▶ [Written task]
Update every one of the records below by replacing "Pick out" with "Locate" wherever it occurs, keeping everything else unchanged. Leave the pictures out of your answer.

▶ [Data supplied]

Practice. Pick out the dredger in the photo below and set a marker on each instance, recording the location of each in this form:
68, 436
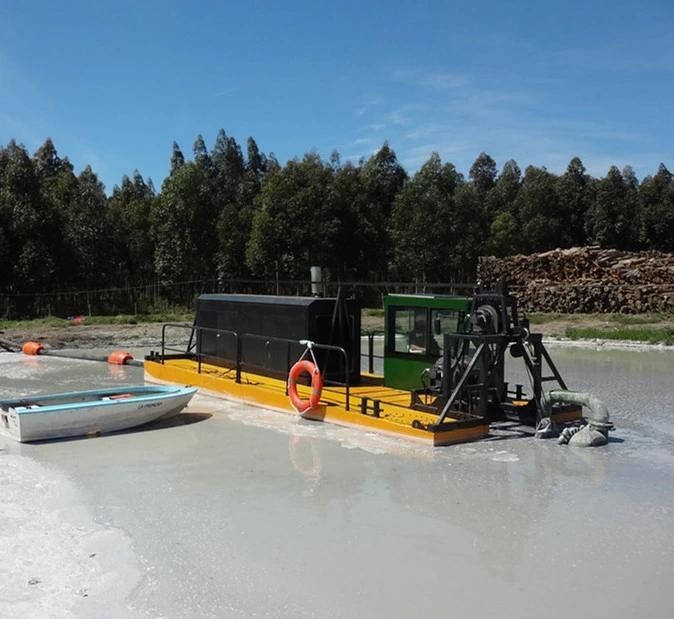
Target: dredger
444, 365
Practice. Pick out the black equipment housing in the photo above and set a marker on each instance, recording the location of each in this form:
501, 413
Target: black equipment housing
330, 321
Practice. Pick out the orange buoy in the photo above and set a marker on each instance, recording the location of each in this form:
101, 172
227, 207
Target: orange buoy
300, 405
119, 357
32, 348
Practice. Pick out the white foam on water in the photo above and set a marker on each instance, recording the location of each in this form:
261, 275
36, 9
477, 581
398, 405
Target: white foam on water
56, 560
348, 438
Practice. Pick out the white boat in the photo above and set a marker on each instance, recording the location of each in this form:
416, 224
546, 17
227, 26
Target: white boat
61, 415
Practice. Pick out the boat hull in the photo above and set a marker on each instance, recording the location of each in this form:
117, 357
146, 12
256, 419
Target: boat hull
90, 412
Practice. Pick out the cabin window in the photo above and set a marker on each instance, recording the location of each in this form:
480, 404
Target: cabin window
442, 321
410, 330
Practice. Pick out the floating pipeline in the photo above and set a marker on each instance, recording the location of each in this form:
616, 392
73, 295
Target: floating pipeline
118, 357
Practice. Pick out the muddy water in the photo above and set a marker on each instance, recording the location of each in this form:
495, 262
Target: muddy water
240, 512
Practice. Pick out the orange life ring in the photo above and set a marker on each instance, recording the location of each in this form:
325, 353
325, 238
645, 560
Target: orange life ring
301, 406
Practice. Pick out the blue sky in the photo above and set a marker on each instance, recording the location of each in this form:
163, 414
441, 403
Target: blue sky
115, 83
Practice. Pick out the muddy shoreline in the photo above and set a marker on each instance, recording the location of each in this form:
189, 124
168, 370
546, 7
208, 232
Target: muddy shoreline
148, 335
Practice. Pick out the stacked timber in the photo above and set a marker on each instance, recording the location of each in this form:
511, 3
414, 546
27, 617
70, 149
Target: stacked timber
586, 280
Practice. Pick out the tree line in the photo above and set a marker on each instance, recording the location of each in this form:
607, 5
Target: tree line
228, 215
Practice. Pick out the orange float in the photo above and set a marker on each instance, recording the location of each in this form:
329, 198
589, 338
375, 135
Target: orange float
119, 357
32, 348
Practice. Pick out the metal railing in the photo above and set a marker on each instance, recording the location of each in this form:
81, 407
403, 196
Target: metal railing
240, 362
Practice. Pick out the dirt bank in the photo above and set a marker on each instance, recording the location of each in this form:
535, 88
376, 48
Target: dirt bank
88, 336
148, 335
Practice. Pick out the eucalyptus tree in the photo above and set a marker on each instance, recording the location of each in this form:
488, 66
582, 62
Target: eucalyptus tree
542, 224
383, 177
613, 219
575, 190
656, 199
130, 215
290, 224
423, 221
26, 224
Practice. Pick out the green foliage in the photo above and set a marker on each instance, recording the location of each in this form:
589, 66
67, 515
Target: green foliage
227, 216
613, 219
538, 206
656, 201
423, 219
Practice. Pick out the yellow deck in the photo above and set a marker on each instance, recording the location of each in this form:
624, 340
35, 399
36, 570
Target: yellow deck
395, 416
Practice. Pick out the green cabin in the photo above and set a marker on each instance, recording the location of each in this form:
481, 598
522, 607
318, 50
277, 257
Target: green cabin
415, 328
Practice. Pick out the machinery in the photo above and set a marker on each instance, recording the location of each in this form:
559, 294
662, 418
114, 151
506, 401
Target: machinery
444, 380
470, 376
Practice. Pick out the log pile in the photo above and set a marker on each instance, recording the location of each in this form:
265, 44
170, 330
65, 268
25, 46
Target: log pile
586, 280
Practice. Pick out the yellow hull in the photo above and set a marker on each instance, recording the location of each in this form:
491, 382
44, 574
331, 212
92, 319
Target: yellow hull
394, 418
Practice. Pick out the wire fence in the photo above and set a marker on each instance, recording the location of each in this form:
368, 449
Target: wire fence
158, 297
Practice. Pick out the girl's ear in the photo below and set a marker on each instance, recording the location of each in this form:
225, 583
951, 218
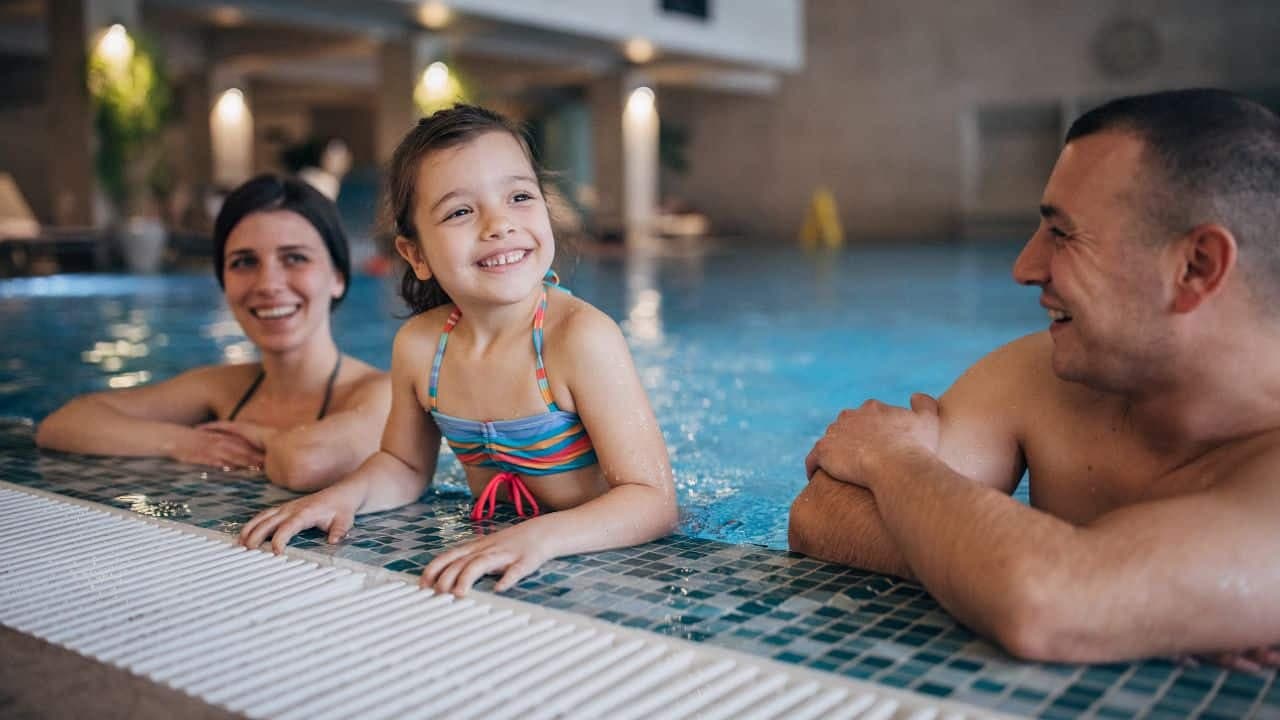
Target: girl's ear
412, 254
339, 285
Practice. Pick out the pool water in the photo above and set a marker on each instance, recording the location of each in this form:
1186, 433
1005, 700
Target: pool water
746, 354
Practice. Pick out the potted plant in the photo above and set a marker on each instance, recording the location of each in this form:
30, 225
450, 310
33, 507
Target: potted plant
131, 105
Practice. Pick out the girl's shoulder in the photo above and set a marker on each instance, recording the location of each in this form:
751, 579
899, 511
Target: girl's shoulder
581, 335
421, 332
572, 319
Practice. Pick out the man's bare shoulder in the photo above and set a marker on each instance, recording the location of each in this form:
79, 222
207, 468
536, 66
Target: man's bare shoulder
1014, 374
1249, 466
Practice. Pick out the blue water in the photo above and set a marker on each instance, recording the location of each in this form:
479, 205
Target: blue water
746, 354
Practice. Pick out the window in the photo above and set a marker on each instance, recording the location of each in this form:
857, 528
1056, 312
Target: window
699, 9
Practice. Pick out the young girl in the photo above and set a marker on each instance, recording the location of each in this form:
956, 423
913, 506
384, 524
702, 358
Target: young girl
533, 388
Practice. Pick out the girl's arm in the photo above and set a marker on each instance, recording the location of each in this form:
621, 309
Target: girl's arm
151, 420
394, 475
640, 504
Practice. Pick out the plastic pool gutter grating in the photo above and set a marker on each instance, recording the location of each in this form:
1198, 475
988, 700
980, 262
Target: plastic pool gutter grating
300, 636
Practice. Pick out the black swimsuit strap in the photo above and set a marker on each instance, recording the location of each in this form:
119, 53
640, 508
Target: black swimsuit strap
261, 374
328, 387
247, 395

▶ [Output of the task]
Practice. Locate the dredger in the photo below and set a marker on each instance, recording the location of each in this form:
68, 436
Target: dredger
444, 365
Practice. Locate the black equipment housing in the photo above and set a marker on each instance, recording the location of each in this form:
501, 413
Target: black equipment housing
330, 321
Practice. Locate the orange buoy in the photo above and set a marker on each instance, recording the location of each in this form:
101, 172
227, 207
Target: orange buoy
300, 405
119, 357
32, 348
Practice. Locate the white foam on water in the photo above and set a marker on each instance, recording the location of each in this form:
261, 275
36, 9
477, 581
398, 405
Target: white foam on water
56, 560
348, 438
Practice. Locate the white boat in the photo above and set a marker on each instance, recording the location of each in this form:
416, 224
546, 17
227, 26
Target: white boat
61, 415
Practice. Locate the boat hull in the photo above and set a marker on each instance, recording the location of each in this form:
117, 357
146, 12
256, 419
Target: boat hull
90, 412
Practice. Locate the cabin window in the photo above and set a marker on each instance, recording the location of each in this form:
480, 404
Target: cabin window
442, 321
410, 330
Practice. Locate the floating pipeline in the photo above and set a marker on each instance, recording the location of each in this form:
616, 392
73, 295
Target: floating pipeline
118, 357
Practice. Locate the muddy water in the photo above and set a marker on each instance, recording the location of each in this form:
495, 262
Target: muddy water
240, 512
Practice. Locate the orange life ring in the photo above and set a marker on each instance, recording the location of each in this form:
325, 353
325, 238
645, 560
Target: orange life ring
301, 406
Practice. Locate the blue sky in the photo above and set a marker on each instance, recording the location of each in this form:
163, 414
441, 403
Target: blue sky
115, 83
Practice. Locate the muddy shoreline in the photo above and set a marker on each instance, recording the location of each in this form:
189, 124
168, 370
546, 7
208, 232
Target: muddy shoreline
148, 335
Practice. Locate the stacked timber in the photo above and set a marker on each instance, recording the location of each in this form:
511, 3
414, 546
27, 617
70, 149
Target: stacked timber
586, 280
Practice. Locate the tree line in the photo above and set a marker on each instance, recording the location of each in this form:
607, 5
Target: tree line
228, 215
Practice. Locate the orange float in the photo above and set a marker on each instance, recording the location of each in this form:
329, 198
589, 338
375, 135
Target: orange float
119, 357
32, 348
Practice. Locate the metal railing in the photo above and set a marker on each instance, recording the location of each in this form:
81, 407
403, 196
Target: metal railing
240, 362
Practice. Locate the dirt bank in the photo above and set a marker on each instance, recording the location of each in this form:
535, 88
376, 48
Target: dirt bank
88, 336
148, 335
Practice. Locate the eucalyptus tree in the photo above and set a marker on each instance, recording the location of each in this form:
488, 66
582, 62
Target: eucalyptus tree
542, 224
383, 177
613, 219
575, 190
656, 199
130, 215
290, 224
423, 221
26, 224
Practice. Locate the green foliage in the photo above and set a marker on each instance, recording the location of each in this form:
589, 66
67, 515
Target: green foliage
227, 216
613, 219
538, 206
656, 201
423, 219
Practice. Locate the yellow deck in the photo above and set a marker on each instance, recording the location of each in this form:
624, 340
35, 399
36, 570
Target: yellow deck
395, 416
Practice. Locate the green cabin in the photo above and set a marker on each instance, recording the location of each in this form:
481, 598
522, 607
318, 50
277, 257
Target: green cabin
415, 328
Practice. Locate the machinery in the photo above and set a marker on each instance, recording the location of each in this form:
559, 294
662, 418
114, 151
506, 401
Target: machinery
444, 380
470, 376
Practice. Locate the log pile in the photo above and set a marker on each instance, recording the location of each in this form:
265, 44
170, 330
65, 268
25, 46
Target: log pile
586, 280
Practice. Locate the yellow hull in the photo above and set a marker on each instance, recording the location of each in this form:
491, 382
44, 574
331, 212
92, 319
Target: yellow hull
394, 418
Practice. Locate the wire fence in the photo above and set a marker on each instance, recording the location of each in this form:
368, 449
Target: wire fence
158, 297
Practice. Locate the girl's ear in the photo below and set a marker on each instance, recording the location of each in this form:
225, 583
951, 218
Target: girl's ear
412, 254
339, 285
Practice. Locate the pool water in the photo above and set a marker on each instance, recording the location of each in this form:
1186, 433
1005, 700
Target: pool water
746, 354
Practice. Locate the potted plant in the photo above and set a marker on each instance, recording the location of each in this form:
30, 225
450, 310
33, 507
Target: potted plant
131, 105
Practice. Locate the girl's shoulder in the photo above and set a marker on each instance, recording the location of each in this form:
751, 579
899, 511
Target: girl's shoulder
581, 335
421, 332
572, 319
Practice. Locate the man's bare shoulder in the photo above and set a marker on each instance, recording the location of each in this form:
79, 222
207, 468
536, 66
Target: man's bare shoulder
1014, 374
1249, 466
Practice. Locate the blue water in the photo above and set a marker on each instance, recording the location of each in this form:
479, 205
Target: blue water
746, 354
Practice. Locate the window in the photo above and set a marker on each instance, recording the location of each in this form:
857, 528
1056, 312
Target: window
699, 9
Practice. Locate the young girl in the photo above and set a marker on each instance, recording the location of each in this form:
956, 423
913, 506
384, 524
702, 358
Target: young girl
533, 388
Practice. Locate the girl's arm in the photo above and set a marker on each instance, recording the location of each in this form:
621, 309
Target: girl's arm
151, 420
394, 475
640, 504
Practice. Locate the plastic pool gutter grating in the photo above and set a marker on each instance, recording the location of each in this form:
1198, 475
988, 700
980, 262
Target: plastic pool gutter grating
300, 636
Practice. Locate the black swimsuit strap in the photo above and set a marker on each instance, recording the location of each in this form:
119, 53
640, 508
Target: black swimsuit strap
261, 374
328, 387
247, 395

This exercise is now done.